▶ **Problem statement**
What do the lines from the one containing "grass field in" through the end of the entries say? Quote them exactly, and only them.

▶ **Information supplied**
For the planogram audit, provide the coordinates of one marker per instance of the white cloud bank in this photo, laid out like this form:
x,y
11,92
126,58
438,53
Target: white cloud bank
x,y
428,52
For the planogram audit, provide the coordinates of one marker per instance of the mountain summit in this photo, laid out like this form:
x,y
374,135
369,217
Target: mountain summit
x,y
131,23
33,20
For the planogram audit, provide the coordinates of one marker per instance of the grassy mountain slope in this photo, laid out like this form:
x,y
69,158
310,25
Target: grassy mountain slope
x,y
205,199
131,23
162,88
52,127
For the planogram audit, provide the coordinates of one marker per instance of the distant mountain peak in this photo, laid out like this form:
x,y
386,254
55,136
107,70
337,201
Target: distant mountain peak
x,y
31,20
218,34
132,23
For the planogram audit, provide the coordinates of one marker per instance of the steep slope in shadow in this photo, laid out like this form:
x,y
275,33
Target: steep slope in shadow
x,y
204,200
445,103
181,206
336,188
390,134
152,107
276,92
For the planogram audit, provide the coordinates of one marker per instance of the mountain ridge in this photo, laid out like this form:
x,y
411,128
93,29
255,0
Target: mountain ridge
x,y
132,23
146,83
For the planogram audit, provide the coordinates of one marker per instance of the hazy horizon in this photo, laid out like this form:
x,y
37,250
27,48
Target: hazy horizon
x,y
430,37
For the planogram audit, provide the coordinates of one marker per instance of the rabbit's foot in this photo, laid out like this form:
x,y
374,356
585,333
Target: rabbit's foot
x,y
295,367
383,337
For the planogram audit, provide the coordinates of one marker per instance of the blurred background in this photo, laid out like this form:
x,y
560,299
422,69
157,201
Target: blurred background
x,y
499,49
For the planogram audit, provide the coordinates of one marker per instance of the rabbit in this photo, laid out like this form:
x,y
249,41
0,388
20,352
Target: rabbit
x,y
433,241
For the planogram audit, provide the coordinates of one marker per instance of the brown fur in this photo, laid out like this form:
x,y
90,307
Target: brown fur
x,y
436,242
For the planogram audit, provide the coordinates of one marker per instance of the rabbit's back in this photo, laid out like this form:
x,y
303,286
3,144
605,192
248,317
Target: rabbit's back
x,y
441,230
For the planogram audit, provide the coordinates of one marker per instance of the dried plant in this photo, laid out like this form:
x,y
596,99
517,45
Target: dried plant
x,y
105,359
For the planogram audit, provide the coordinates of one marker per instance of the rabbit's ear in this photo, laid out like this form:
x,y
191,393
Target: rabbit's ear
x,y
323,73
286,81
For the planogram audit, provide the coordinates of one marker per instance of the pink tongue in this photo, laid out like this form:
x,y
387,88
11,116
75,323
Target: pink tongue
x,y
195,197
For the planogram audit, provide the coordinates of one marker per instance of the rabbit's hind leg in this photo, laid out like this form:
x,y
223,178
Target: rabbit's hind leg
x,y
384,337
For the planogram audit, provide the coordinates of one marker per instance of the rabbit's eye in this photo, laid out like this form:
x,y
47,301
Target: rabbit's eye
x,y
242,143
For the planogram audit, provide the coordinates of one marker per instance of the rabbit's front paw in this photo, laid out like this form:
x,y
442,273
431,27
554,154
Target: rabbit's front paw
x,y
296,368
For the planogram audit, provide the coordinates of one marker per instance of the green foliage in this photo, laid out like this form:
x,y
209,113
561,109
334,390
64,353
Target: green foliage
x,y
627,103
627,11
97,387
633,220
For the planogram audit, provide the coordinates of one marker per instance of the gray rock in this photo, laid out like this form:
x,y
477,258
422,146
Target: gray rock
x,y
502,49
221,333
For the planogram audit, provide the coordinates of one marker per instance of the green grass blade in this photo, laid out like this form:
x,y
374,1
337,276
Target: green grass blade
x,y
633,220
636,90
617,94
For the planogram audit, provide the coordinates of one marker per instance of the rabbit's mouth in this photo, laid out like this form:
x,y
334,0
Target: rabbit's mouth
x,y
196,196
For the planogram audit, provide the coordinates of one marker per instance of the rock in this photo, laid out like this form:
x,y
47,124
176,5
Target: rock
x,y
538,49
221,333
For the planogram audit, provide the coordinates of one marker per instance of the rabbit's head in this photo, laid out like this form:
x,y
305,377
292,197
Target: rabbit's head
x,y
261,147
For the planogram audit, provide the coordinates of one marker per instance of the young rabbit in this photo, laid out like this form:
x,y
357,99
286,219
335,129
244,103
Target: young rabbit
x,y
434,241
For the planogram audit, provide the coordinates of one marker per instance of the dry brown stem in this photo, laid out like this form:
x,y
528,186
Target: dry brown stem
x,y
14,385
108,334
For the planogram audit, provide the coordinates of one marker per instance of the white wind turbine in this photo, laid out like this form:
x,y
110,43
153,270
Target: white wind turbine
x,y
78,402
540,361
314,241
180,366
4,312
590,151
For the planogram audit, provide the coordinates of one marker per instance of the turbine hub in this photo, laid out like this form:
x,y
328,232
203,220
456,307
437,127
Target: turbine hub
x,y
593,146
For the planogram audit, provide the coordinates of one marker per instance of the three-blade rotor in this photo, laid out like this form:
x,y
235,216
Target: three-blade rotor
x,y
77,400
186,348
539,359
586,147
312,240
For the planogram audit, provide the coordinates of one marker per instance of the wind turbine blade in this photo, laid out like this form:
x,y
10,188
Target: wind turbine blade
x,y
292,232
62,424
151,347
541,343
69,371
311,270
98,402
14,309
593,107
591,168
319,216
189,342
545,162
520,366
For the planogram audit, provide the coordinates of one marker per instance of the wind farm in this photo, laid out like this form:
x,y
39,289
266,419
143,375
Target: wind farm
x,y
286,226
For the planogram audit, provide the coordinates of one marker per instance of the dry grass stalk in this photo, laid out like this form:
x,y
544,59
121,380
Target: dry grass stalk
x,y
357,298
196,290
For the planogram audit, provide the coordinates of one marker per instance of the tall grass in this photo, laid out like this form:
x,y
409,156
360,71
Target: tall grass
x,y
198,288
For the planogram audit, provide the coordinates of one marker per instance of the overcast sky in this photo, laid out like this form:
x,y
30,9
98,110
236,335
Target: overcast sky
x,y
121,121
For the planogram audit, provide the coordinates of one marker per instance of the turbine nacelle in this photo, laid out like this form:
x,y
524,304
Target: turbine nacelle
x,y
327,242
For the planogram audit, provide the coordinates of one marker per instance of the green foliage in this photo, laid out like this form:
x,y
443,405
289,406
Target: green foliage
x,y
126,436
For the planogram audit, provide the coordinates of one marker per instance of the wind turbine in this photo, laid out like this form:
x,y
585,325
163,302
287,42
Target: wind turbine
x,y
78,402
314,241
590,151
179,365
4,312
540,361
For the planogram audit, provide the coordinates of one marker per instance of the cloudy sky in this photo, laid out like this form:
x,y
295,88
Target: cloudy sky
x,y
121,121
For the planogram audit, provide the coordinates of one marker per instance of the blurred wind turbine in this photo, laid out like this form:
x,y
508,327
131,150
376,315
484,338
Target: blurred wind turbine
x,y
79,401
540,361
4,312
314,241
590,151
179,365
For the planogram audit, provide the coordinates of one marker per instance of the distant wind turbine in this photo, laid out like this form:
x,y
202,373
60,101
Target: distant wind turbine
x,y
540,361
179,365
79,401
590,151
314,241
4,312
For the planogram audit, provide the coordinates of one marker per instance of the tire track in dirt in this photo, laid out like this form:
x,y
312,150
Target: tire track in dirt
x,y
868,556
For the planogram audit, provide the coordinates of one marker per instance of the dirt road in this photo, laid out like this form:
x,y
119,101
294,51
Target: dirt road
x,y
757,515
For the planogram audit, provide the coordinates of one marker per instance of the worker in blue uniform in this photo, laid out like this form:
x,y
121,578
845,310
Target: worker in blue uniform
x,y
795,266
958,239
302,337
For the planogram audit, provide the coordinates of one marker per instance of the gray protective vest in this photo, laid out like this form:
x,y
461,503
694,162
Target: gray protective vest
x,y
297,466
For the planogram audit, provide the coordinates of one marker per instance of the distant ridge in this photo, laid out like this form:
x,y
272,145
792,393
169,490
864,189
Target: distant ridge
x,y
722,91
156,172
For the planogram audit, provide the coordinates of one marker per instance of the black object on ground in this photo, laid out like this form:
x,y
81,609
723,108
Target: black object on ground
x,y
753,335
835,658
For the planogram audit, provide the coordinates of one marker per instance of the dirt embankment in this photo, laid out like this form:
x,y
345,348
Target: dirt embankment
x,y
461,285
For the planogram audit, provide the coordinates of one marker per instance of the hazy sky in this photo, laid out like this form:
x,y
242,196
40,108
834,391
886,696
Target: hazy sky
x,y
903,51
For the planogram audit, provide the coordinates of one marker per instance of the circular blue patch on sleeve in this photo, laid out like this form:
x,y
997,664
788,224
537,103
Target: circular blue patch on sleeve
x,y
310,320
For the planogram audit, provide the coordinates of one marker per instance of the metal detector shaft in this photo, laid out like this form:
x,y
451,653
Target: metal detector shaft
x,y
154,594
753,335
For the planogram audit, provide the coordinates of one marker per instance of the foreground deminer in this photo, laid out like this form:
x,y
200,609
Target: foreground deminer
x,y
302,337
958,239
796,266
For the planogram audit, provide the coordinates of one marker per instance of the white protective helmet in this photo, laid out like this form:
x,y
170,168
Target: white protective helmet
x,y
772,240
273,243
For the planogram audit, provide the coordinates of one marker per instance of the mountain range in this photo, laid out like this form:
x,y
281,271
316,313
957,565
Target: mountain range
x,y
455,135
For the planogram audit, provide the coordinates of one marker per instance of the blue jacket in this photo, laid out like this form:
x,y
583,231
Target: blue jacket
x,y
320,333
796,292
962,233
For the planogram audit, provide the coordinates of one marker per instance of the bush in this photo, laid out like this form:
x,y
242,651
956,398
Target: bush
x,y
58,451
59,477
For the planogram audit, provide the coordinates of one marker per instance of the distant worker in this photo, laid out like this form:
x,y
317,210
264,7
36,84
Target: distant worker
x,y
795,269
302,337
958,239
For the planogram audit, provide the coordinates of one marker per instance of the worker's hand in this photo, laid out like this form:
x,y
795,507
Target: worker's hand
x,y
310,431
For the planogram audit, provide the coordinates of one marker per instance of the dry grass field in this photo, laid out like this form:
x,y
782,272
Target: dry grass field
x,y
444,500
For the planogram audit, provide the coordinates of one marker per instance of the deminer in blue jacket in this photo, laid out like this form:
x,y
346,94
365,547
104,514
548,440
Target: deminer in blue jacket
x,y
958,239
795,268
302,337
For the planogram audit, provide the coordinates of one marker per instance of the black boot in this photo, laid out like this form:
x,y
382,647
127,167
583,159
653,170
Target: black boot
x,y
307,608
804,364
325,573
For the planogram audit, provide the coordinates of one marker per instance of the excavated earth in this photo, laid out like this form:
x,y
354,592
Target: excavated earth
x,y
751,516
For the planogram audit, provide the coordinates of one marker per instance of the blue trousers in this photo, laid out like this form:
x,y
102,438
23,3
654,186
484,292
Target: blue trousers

▶ **Response**
For the planogram audit, provide the coordinates of one marker per instance of the dry grass field in this photo, laid out like this form:
x,y
782,272
Target: dry grass field
x,y
444,500
For the planogram audit, provide the coordinates of one marker per instance of the deminer in blue jacket in this photo, laid out like this form:
x,y
346,94
365,547
104,514
548,440
Target: deminer in blue jacket
x,y
958,239
795,268
302,337
For the planogram audit, provide the coordinates of one marker per instance of the black boot in this photo, laid out like this form:
x,y
382,647
127,167
583,159
653,170
Target: black boot
x,y
307,608
804,364
325,573
For the planogram audit, provide the coordinates of one marker per instance of the excavated earth in this photo, laid out like this form:
x,y
354,592
Target: excavated earth
x,y
751,516
For the planogram audit, provide the coordinates of one marker per instance of the blue trousers in this photo, laid out like this form:
x,y
102,438
23,3
654,186
484,292
Target: blue trousers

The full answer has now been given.